- _Provided text_:
════

It might help if you list what the 4 assumptions are. As I understand it, we assume that
1) The objective function is linear in all variables
2) The constraint functions are linear in all variables
3) The coefficients of the linear functions are known and constant
4) The variables are continuous
Let's start by identifying the objective function and the variables. Since this is a business, we presumably want to maximize profit. Our variables are the level of investment in each of three different advertising media, which I'll assume are TV, radio, and internet. Let's call the amount you spend on each of those t, r, and i.
So let's look at assumption 1. Is profit a linear function of investment in those media? Well, probably not. You could consider the case that you buy 1 television commercial during every other break on every channel. If you double your investment and buy 1 commercial during every single break, you're probably going to increase your profit - you've got more visibility for your product. But what happens if you double it again, and buy 2 commercials during every single break. Will your profit continue to increase linearly? Probably not - some potential customers are going to be annoyed that they keep seeing your commercial so often, and they won't buy your cereal. On the other hand, you're likely to get a discount for buying commercials in bulk. So over a large range of the variables, profit probably isn't a linear function. But over a smaller range of variables, and possibly over the range of variables that satisfy the constraints, profit might, in fact, be a linear function.
What about assumption 2, that constraints are linear functions of the variables? Well, for the first constraint you give, that certainly seems to be true - the total dollars you spend, which has to be less than the advertising budget, is simply the sum of the dollars you spend on the three different media:
t + r + i < ad budget
I'm not sure where the planning budget comes into play, so I'm not going to address that.
The number of TV commercials has to be less than some limit. Can we express the number of TV commercials as a linear function of the money spent on TV? Again, maybe not, if you get a discount for buying in bulk. If 1 commercial sells for $1000, and 2 commercials sell for $1800, and 10 commercials sell for $5000, that can't be expressed as a linear function. So it depends on how the commercial rates are structured. You also have to account for commercial rates being different for different shows - a commercial run during the Super Bowl costs much more than a commercial run during the late night programming on the knitting channel. But, depending on the problem, this constraint may never come into play, so you might be able to ignore it, or, again, approximate it as linear over the range of interest.
For the next constraint, you need to reach two target audiences. Can you write a linear function relating the dollars spent on ads to the number of audience members reached? That might be tough, but again, you might be able to make some reasonable linearizing approximations.
I'm not sure how making use of a rebate program would be a constraint to the amount spent on different media. Sorry, I'm just not seeing that relationship.
Ok, third assumption - are the coefficients of all these linear functions (or linear approximations) known and constant? Well, they might not be known right now, but they are presumably knowable, with a little bit of research. Over a relatively short time frame, you'd expect them to be constant, but over longer times, the cost of a TV commercial might change, for example.
Finally, the fourth assumption - are the variables continuous? Well, technically, no. Money is divided into discrete increments - you can't spend a fraction of a cent (assuming you're in the US). But for all practical purposes, if you're talking about spending a large enough sum, those discrete increments approximate a continuum. So you solve the problem as if the variables are continuous, and then round them off to the nearest discrete value, and you don't lose much of the optimality of your solution.
So, the overall question is, can you reasonably use LP to make a decision? If you know the functions and they're reasonably approximated as linear, and you're not planning too far in advance, then yeah. You can at least make a first approximation to the solution, and be somewhat comfortable that you're not missing out on too much potential profit, anyway.
I hope that helps!

════

- _Data_:
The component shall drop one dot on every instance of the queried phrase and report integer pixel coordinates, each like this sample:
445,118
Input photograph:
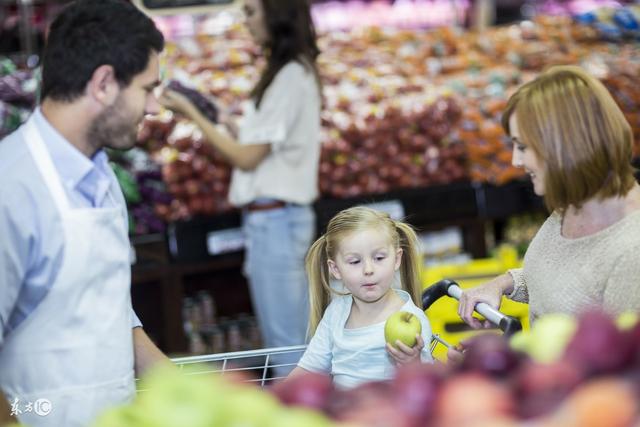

════

- _Short task_:
Answer these questions using the text about linear programming assumptions:
(a) Which three advertising media does the writer assume?
(b) What prices are given for 1, 2, and 10 commercials?
(c) What unit of money does the writer say cannot be split into fractions?

- _Exercise answer_:
(a) TV, radio, and internet
(b) $1000, $1800, and $5000
(c) A cent